--- Information given ---

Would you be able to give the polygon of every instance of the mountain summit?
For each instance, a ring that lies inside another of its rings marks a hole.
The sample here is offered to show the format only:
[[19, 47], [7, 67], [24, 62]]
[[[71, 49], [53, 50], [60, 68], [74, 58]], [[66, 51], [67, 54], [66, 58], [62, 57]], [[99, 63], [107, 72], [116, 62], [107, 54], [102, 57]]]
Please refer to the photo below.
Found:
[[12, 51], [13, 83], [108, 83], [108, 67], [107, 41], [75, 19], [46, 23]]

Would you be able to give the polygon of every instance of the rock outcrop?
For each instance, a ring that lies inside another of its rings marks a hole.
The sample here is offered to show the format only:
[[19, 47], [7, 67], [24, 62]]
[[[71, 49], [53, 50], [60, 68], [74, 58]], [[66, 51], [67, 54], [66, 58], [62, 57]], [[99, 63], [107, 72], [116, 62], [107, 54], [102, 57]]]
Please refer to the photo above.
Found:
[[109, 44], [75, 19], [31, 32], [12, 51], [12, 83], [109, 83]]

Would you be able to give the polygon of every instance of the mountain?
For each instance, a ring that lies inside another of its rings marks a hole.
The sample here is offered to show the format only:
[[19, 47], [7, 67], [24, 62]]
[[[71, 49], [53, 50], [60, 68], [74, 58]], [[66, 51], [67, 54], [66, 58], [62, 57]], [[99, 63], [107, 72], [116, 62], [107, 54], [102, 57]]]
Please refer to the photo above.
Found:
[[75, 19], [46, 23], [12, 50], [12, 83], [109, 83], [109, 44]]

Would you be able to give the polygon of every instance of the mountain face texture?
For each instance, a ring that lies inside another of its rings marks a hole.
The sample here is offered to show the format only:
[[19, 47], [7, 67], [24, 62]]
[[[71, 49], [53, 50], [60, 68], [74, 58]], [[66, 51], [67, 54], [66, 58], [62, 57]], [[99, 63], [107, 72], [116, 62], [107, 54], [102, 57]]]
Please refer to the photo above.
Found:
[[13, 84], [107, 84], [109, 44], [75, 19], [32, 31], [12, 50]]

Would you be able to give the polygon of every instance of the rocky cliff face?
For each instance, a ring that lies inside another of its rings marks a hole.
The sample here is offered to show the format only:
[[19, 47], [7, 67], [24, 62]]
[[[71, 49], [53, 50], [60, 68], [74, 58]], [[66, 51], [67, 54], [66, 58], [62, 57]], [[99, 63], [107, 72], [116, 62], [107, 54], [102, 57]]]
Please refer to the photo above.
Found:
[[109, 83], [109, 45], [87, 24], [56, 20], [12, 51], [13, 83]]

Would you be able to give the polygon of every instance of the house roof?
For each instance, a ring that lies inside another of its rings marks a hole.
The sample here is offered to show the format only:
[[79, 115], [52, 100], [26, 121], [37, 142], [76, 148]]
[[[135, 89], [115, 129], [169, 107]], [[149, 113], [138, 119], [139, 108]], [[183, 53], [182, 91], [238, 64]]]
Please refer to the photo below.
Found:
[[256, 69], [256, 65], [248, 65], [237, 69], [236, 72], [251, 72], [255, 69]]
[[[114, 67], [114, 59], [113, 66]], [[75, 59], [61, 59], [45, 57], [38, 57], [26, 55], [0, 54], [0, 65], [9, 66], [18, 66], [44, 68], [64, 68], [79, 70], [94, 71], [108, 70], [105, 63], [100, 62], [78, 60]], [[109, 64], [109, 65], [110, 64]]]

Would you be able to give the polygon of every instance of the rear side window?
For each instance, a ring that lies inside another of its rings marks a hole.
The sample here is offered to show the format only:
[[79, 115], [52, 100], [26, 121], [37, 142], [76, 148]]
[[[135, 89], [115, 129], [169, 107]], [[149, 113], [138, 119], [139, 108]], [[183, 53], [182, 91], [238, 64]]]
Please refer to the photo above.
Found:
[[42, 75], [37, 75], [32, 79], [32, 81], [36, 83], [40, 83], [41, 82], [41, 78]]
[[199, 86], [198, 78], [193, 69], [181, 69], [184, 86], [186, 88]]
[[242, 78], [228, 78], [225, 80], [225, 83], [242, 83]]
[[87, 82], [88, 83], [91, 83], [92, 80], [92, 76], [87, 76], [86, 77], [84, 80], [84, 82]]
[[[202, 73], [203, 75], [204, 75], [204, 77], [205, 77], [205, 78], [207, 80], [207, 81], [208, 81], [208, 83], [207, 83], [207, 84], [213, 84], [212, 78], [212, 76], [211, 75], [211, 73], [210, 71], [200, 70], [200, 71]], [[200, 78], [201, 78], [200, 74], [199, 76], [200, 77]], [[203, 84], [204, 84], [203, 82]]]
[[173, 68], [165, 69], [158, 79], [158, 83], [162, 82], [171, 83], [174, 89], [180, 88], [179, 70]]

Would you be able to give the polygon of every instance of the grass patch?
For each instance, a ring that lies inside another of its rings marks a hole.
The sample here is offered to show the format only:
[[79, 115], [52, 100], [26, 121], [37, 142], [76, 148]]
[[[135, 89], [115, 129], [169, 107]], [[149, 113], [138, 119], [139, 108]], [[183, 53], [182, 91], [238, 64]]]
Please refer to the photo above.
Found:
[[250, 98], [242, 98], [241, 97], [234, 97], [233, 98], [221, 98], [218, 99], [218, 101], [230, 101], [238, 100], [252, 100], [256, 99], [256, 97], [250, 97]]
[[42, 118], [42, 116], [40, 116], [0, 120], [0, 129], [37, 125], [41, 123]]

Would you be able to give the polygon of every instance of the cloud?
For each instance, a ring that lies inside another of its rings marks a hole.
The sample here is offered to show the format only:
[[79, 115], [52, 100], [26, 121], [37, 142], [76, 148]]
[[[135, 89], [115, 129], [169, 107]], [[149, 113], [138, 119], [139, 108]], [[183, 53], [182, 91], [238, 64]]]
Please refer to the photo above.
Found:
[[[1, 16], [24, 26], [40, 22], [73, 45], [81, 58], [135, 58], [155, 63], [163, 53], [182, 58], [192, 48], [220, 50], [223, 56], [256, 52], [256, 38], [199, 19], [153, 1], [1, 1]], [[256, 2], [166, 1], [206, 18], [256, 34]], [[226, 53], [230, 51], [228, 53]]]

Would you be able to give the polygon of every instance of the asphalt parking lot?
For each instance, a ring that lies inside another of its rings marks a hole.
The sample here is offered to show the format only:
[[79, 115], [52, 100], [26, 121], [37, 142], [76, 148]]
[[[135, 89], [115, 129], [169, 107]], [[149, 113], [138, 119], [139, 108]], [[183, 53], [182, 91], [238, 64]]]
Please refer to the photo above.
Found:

---

#### [Short problem]
Please begin at the line that has "asphalt parking lot?" and stop after the last of these lines, writing them out again with "format" swapped for "layout" and nothing else changed.

#### [Solution to the problem]
Would you be able to give the polygon of every instance of the asphalt parking lot?
For each instance, a ring that lies inside another of its rings marks a hole.
The sample here is offered to show the layout only:
[[79, 115], [52, 100], [26, 121], [37, 142], [76, 148]]
[[[135, 89], [115, 129], [169, 107]], [[149, 113], [138, 119], [139, 108]], [[183, 53], [182, 91], [238, 64]]]
Please refer to the photo above.
Found:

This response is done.